Prossima stagione che dovrà essere completamente diversa invece per la Haas, che ad Abu Dhabi ha così concluso l’anno più deludente da quando è entrata in Formula 1, persino peggiore di quello del debutto nel 2016. Così come in altri appuntamenti, la VF-19 sulla pista di Yas Marina si è rivelata una monoposto di difficile comprensione, che non ha dato i risultati sperati: se in Brasile, così come l’Alfa Romeo, la vettura statunitense aveva dato dei buoni segnali, ad Abu Dhabi si è fatto nuovamente un passo indietro, vedendosi lontani dalla zona punti. Come ci si aspettava dopo la qualifica, per la Haas non c’è stato molto da fare, in una gara in cui, anzi, è stata anche sopravanzata dall’altro cliente motorizzato Ferrari dopo averla battuta al sabato. Si conclude così una stagione deludente, ben lontana dalle aspettative soprattutto distante in termini di risultati e performance da un 2018 che li aveva visti in lotta per il mondiale. La VF-19 passerà probabilmente alla storia come una delle vetture più incomprensibili della storia, capace di grande exploit ma anche di prestazioni estremamente deludenti.

“Un cordiale saluto”

Si conclude così la stagione 2019 di Formula, per cui noi vi ringraziamo di averci seguito (e se siete arrivati fino a questo punto, grazie e un saluto!) e vi auguriamo una piacevole pausa invernale, prima di rivederci per la stagione 2020, in cui l’obiettivo di tutti sarà ancora una volta quello di strappare lo scettro a Lewis Hamilton e alla Mercedes.

========================================================================

> **Obiettivo 1**
In base al testo sulla stagione della Haas, spiega perché il 2019 viene considerato un anno deludente per la squadra.
> **Obiettivo 2**
Riporta tutti gli anni scritti in cifre nel testo sulla stagione della Haas.

> **Dati mostrati**
========================================================================

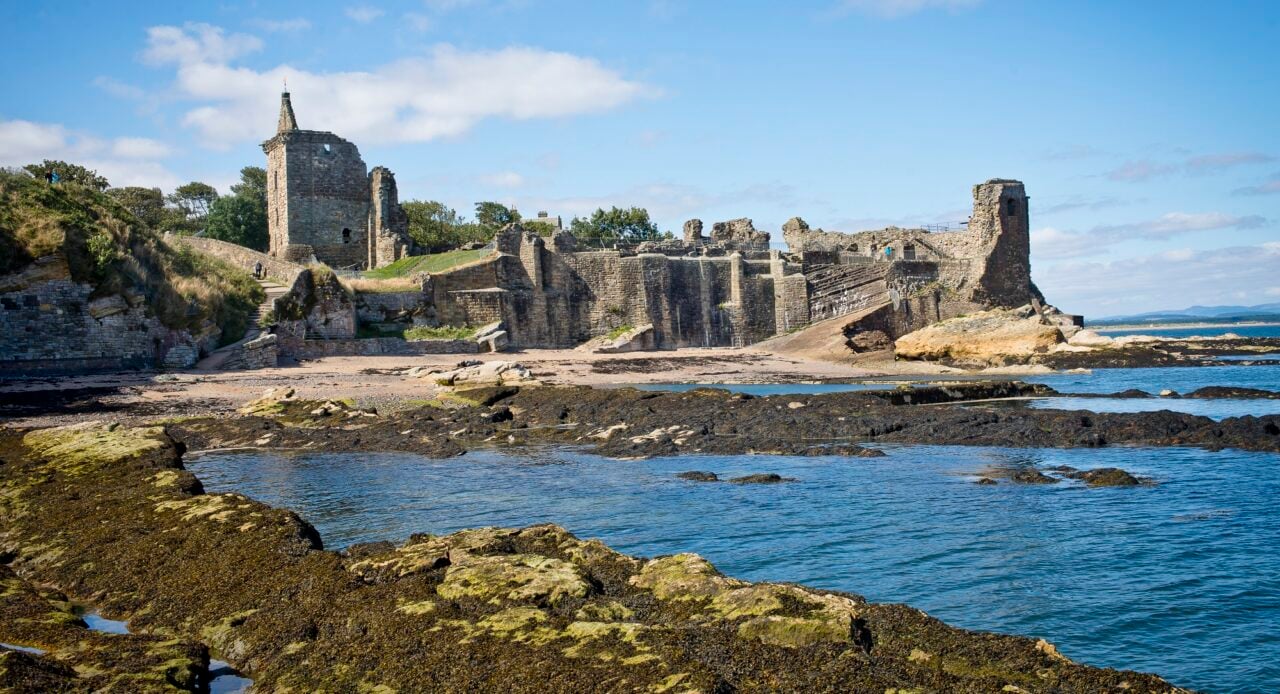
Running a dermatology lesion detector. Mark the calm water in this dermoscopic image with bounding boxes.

========================================================================

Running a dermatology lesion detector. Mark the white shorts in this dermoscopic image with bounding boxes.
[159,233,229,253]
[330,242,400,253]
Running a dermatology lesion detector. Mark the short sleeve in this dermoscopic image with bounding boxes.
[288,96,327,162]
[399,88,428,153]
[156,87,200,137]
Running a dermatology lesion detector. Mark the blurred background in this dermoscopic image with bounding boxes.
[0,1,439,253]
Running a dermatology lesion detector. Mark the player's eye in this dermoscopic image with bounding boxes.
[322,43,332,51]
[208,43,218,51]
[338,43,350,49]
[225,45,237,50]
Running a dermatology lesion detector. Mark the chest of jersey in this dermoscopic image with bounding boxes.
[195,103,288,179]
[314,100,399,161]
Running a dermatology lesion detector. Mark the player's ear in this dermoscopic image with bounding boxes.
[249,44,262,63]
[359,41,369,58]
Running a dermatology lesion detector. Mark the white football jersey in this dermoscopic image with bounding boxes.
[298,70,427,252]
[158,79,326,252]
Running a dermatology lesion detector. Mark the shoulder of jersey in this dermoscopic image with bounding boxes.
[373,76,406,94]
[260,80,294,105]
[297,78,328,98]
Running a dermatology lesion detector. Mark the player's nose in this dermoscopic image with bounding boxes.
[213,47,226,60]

========================================================================

> **Soluzione completa 1**
Per la Haas è stato l'anno più deludente da quando è entrata in Formula 1, peggiore persino di quello del debutto nel 2016. La stagione è stata ben lontana dalle aspettative. Soprattutto è stata distante, nei risultati e nelle prestazioni, dal 2018, quando la squadra era stata in lotta per il mondiale.

> **Soluzione completa 2**
2016, 2018, 2019, 2020